── Text excerpt
Saturday, July 08, 2006

Search Engine - First Steps
With the web developer community already looking into next generation online solutions, it becomes imperative that user experience is seemless and tools are provided for the user which ensures optimum value with respect to time spent online. Search engines within applications have thus become integral part of every system. Today, i'll be discussing about the important factors to be kept in mind while developing a search engine for your database. Most of this i have learnt while working with my current organization. There are also stuff which i do not agree with, which i think will only result in loss of user base in the long run.
Here are some points which i think (and ofcourse experienced) will help you start.
Identify the user base - This is important so that you can provide further guidance to the user from the search results page, basis the search conducted. The search engine should be like a restaurant waiter :-) It should ask you everything about your taste (read requirements) and then offer you exactly what you had asked for. If the food (read results) does not taste good, you are unlikely to come back.
You should also provide guidance and suggestions so that the user gets to see the best result within no time. This set of facility can be divided into two.
────
── Record excerpts
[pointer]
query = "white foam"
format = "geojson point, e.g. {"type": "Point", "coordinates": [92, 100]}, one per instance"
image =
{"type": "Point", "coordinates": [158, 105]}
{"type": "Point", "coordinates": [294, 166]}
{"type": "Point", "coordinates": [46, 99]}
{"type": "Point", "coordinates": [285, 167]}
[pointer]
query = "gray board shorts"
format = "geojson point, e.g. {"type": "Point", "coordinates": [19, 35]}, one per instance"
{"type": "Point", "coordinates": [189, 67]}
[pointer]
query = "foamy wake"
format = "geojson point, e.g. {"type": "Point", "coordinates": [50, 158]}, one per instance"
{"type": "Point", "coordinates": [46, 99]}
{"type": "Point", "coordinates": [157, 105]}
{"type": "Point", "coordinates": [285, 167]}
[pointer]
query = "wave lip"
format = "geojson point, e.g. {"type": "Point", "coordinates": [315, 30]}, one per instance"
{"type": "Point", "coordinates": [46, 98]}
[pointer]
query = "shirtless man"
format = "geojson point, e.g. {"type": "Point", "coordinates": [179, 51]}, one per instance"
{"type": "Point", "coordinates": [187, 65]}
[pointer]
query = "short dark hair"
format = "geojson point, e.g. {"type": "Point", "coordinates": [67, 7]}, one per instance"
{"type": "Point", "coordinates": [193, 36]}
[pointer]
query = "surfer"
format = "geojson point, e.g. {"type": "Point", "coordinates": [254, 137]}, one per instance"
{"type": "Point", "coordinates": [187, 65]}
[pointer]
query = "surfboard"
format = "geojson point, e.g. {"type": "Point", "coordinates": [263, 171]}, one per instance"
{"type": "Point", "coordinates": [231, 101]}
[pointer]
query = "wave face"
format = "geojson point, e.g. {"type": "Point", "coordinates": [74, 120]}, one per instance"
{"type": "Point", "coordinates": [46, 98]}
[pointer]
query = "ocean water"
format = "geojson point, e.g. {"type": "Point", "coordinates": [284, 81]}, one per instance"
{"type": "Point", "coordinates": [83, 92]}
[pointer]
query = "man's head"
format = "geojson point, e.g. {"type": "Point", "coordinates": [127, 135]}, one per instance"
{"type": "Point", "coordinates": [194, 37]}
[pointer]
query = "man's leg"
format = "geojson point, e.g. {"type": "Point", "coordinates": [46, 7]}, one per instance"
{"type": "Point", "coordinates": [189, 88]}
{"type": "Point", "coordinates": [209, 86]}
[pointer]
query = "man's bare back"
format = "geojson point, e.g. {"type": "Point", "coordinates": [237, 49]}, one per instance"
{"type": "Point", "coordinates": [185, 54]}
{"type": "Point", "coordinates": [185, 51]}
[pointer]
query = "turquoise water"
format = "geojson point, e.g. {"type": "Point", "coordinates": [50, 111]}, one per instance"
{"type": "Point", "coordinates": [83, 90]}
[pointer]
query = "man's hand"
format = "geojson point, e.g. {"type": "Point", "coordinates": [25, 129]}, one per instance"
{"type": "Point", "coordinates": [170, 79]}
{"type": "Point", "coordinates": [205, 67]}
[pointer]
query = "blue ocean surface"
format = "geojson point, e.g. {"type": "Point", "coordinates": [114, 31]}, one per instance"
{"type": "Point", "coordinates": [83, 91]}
────
── Record excerpts
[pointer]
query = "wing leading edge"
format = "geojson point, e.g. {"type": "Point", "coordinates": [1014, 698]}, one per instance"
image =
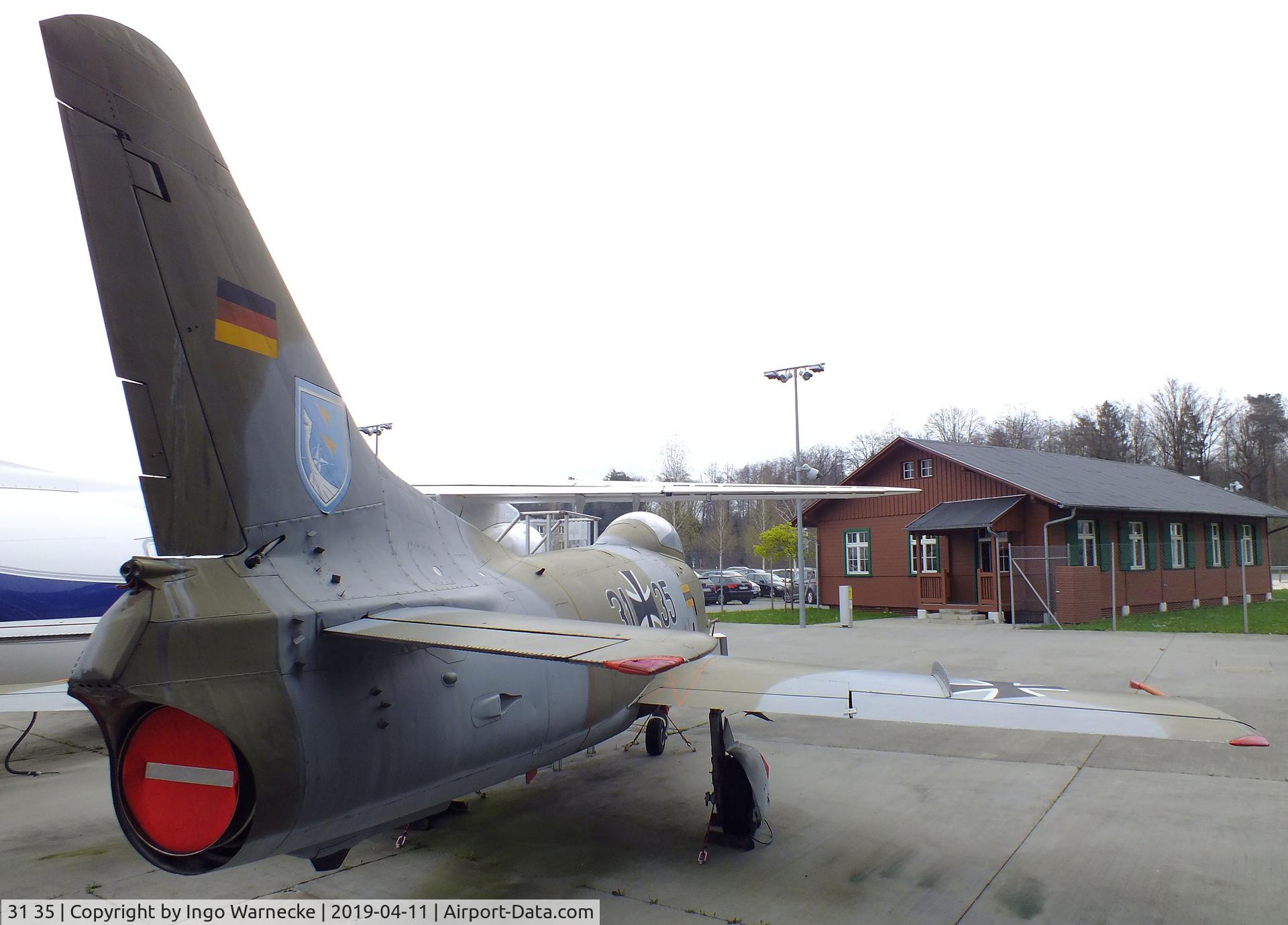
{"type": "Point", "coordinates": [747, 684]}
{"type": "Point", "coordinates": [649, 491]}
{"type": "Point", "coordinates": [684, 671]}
────
Reproduce the part of the search engine post starting with "Saturday, July 08, 2006" and going on through "the long run.".

Saturday, July 08, 2006

Search Engine - First Steps
With the web developer community already looking into next generation online solutions, it becomes imperative that user experience is seemless and tools are provided for the user which ensures optimum value with respect to time spent online. Search engines within applications have thus become integral part of every system. Today, i'll be discussing about the important factors to be kept in mind while developing a search engine for your database. Most of this i have learnt while working with my current organization. There are also stuff which i do not agree with, which i think will only result in loss of user base in the long run.